*Task details*
Count the lines in the entries that contain the string "purple". State nothing but the number.

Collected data
§ §

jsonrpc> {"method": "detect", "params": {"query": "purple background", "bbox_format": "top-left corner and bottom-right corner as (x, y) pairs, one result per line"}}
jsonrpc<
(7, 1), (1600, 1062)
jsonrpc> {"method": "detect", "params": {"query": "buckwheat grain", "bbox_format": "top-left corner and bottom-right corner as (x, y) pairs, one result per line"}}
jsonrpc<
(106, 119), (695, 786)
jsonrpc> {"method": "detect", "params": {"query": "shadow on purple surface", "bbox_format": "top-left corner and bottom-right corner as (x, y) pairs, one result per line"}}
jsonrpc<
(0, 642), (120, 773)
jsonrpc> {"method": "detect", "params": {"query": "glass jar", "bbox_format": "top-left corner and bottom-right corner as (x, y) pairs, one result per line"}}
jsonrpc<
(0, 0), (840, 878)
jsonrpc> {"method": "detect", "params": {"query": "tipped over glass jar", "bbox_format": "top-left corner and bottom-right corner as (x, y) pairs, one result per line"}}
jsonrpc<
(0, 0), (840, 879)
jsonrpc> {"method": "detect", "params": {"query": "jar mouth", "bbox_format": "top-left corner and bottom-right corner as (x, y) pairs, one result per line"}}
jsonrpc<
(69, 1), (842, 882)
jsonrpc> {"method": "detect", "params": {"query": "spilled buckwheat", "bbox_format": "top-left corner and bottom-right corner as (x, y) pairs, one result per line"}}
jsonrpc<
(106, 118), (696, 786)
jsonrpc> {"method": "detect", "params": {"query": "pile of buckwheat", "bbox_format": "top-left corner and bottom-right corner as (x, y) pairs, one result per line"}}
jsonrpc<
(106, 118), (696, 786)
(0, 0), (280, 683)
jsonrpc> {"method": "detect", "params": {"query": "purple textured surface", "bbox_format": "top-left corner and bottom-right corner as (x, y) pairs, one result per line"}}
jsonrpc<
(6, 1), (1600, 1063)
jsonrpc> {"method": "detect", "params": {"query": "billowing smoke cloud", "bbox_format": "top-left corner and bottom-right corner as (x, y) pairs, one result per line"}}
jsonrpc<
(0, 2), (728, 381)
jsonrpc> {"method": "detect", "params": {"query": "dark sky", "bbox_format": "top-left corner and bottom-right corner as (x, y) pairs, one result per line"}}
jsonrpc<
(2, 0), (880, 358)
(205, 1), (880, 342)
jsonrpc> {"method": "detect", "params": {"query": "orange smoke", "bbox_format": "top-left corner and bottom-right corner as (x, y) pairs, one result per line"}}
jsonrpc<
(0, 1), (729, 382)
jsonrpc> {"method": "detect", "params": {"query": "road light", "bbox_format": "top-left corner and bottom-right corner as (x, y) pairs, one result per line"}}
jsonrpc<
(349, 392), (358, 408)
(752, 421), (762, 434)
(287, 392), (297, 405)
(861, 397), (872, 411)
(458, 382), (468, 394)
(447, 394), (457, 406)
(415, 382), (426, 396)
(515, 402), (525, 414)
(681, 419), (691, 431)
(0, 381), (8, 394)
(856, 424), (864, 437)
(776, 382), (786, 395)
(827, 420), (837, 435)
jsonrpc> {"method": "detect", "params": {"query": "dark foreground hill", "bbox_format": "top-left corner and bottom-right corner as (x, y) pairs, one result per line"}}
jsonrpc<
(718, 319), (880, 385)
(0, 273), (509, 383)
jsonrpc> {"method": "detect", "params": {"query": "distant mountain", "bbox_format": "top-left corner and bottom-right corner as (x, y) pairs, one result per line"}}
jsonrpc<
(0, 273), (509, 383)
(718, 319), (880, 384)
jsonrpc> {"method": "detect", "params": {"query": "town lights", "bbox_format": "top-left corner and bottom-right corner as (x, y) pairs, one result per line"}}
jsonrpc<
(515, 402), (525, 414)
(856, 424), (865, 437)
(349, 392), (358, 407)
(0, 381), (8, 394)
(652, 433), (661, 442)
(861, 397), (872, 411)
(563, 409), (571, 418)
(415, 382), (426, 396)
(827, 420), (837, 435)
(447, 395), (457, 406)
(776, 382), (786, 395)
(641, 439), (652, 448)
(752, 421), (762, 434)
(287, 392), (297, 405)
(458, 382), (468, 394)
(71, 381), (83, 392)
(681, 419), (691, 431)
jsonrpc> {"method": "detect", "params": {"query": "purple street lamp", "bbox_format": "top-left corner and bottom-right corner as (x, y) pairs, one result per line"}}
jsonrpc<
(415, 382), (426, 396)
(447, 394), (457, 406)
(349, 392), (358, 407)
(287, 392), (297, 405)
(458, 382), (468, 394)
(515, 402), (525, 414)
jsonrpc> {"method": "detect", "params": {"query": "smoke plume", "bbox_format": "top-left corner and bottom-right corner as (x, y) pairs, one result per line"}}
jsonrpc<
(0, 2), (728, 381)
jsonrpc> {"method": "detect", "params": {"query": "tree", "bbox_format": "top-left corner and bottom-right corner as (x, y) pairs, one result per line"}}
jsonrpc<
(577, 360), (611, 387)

§ §

*Solution below*
4